Sachver­halt

Am 22.1.2002 hatte sich die Kläge­rin wegen Oberbauch­be­schwer­den in einer chirur­gi­schen Klinik vorge­stellt. Am darauf­fol­gen­den Tag wurde sie zunächst statio­när aufge­nom­men, dann über das Wochen­ende vorüber­ge­hend entlas­sen. Am 6.2.2002 führte der (beklagte) Chefarzt der Klinik eine Diver­ti­kel­ope­ra­tion am Zwölf­fin­ger­darm durch.

Infolge einer Nahtin­suf­fi­zi­enz kam es später zu einer schwe­ren Bauch­fell­ent­zün­dung (Perito­ni­tis) und einer eitri­gen Bauch­spei­chel­drü­sen­ent­zün­dung (Pankrea­ti­tis). Die Kläge­rin musste 49 Tage auf der Inten­siv­sta­tion behan­delt werden, davon rund drei Wochen in einem künst­li­chen Koma unter Offen­hal­tung des Bauch­raums. In der Folge kam es noch zu fünf weite­ren Eingrif­fen.

Als Resul­tat des langen Liegens auf der Inten­siv­sta­tion leidet die Kläge­rin seit ihrer Entlas­sung unter einer Criti­cal-Illness-Polyneu­ro­pa­thie am linken Unter­schen­kel und am Fuß.

Vor der Opera­tion hatte der Stati­ons­arzt Dr. S. zwei Gesprä­che mit der Kläge­rin geführt. Zwischen den Parteien ist strei­tig, ob dabei eine ordnungs­ge­mäße Risiko­auf­klä­rung erfolgte. Die Kläge­rin verlangt von dem Beklag­ten – gestützt auf den Vorwurf einer unzurei­chen­den Aufklä­rung – ein angemes­se­nes Schmer­zens­geld in der Größen­ord­nung von 75.000 Euro.

Gespeicherte Dateneinträge:

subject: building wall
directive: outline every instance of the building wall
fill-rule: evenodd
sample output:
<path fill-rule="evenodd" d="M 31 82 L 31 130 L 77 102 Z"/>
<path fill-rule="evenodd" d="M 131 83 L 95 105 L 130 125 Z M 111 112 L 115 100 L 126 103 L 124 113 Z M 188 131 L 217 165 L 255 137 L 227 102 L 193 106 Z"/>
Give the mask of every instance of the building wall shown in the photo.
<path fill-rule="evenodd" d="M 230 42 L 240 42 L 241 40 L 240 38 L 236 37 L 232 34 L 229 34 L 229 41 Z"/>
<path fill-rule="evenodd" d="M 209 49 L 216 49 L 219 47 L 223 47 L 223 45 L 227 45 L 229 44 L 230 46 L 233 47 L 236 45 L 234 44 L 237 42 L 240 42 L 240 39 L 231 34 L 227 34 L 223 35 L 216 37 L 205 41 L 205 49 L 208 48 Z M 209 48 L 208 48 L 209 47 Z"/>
...
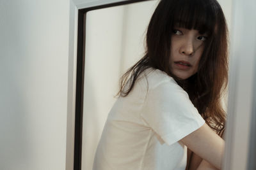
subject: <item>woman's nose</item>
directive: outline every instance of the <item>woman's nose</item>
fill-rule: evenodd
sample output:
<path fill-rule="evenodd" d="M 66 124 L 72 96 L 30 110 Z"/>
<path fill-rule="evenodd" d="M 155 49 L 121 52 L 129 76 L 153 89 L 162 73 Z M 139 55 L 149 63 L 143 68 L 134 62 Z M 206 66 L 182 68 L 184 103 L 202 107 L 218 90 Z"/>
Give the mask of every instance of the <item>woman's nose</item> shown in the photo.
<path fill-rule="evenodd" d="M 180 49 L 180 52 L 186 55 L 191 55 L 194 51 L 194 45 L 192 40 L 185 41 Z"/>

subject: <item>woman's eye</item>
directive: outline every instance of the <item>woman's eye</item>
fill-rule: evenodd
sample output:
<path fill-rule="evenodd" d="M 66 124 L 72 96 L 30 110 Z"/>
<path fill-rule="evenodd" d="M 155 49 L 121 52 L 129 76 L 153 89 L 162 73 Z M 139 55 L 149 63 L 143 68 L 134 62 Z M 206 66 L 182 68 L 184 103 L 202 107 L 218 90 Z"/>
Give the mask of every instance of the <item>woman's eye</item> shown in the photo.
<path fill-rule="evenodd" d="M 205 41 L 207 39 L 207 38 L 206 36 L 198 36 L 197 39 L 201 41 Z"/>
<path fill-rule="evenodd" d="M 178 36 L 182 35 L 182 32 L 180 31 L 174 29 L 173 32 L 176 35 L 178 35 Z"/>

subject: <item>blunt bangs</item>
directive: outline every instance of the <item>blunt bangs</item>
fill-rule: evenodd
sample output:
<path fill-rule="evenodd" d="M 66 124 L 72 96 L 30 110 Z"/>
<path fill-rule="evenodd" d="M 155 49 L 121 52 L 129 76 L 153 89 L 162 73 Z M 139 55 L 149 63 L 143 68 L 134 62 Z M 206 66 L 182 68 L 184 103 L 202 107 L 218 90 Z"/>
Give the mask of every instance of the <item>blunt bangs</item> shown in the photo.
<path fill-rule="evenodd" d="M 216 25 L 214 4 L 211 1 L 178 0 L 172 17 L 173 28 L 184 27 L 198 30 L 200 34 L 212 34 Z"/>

> Aufgabe 1:
Beantworte zum Sachverhalt die folgenden Fragen:
(a) An welchem Datum führte der Chefarzt die Divertikeloperation durch?
(b) Wie viele Tage musste die Klägerin auf der Intensivstation behandelt werden?
(c) In welcher Größenordnung verlangt die Klägerin Schmerzensgeld?
> Aufgabe 2: Wiederhole den Abschnitt aus dem Sachverhalt, der mit den Worten "Infolge einer Nahtin­suf­fi­zi­enz" beginnt und mit "fünf weite­ren Eingrif­fen." endet, Wort für Wort.
> Aufgabe 3: Führe den Sachverhalt zur Divertikeloperation der Klägerin nach seinem letzten Satz weiter.

> Antwort 1:
(a) Am 6.2.2002.
(b) 49 Tage.
(c) Rund 75.000 Euro.

> Antwort 2:
Infolge einer Nahtin­suf­fi­zi­enz kam es später zu einer schwe­ren Bauch­fell­ent­zün­dung (Perito­ni­tis) und einer eitri­gen Bauch­spei­chel­drü­sen­ent­zün­dung (Pankrea­ti­tis). Die Kläge­rin musste 49 Tage auf der Inten­siv­sta­tion behan­delt werden, davon rund drei Wochen in einem künst­li­chen Koma unter Offen­hal­tung des Bauch­raums. In der Folge kam es noch zu fünf weite­ren Eingrif­fen.

> Antwort 3:
Das Landge­richt Itzehoe wies die Klage ab (Entschei­dung vom 22.9.2004, Az.: 2 O 290/02). Die Berufung der Kläge­rin vor dem Oberlan­des­ge­richt Schles­wig hatte ebenfalls keinen Erfolg (Entschei­dung vom 2.9.2005, Az.: 4 U 185/04). Mit der Revision verfolgt die Kläge­rin ihr Klage­ziel weiter.

Entschei­dung

Die Revision durch den Bundes­ge­richt­hof (Az.: VI ZR 206/05) führte zu einer Zurück­ver­wei­sung des Falles an die Berufungs­gin­stanz zur erneu­ten Entschei­dung. Die Karls­ru­her Richter bemän­gel­ten, dass das Oberlan­des­ge­richt nicht geklärt hatte,

  • ob vor dem Eingriff über das Risiko einer Pankrea­ti­tis aufzu­klä­ren war,
  • die Kläge­rin vor der Opera­tion ordnungs­ge­mäß über eingriffs­spe­zi­fi­sche Risiken aufge­klärt worden ist
  • oder ob gegebe­nen­falls auf eine hypothe­ti­sche Einwil­li­gung abzustel­len gewesen wäre.

Auf Grund­lage der getrof­fe­nen Feststel­lun­gen, so der BGH, könne jeden­falls eine Haftung des Chefarz­tes nicht allein dadurch ausge­schlos­sen werden, dass ein etwaiger Aufklä­rungs­feh­ler ihm nicht zurechen­bar sei.

Richtig sei, dass ein Arzt grund­sätz­lich für alle nachtei­li­gen Gesund­heits­fol­gen seines Patien­ten haftet, sofern die Behand­lung nicht durch eine wirksame Einwil­li­gung gedeckt ist. Eine solche wirksame Einwil­li­gung setzt die ordnungs­ge­mäße Aufklä­rung voraus. Demzu­folge ist jeder behan­delnde Arzt dazu verpflich­tet, den Patien­ten hinsicht­lich der von ihm übernom­me­nen Behand­lungs­auf­gabe aufzu­klä­ren.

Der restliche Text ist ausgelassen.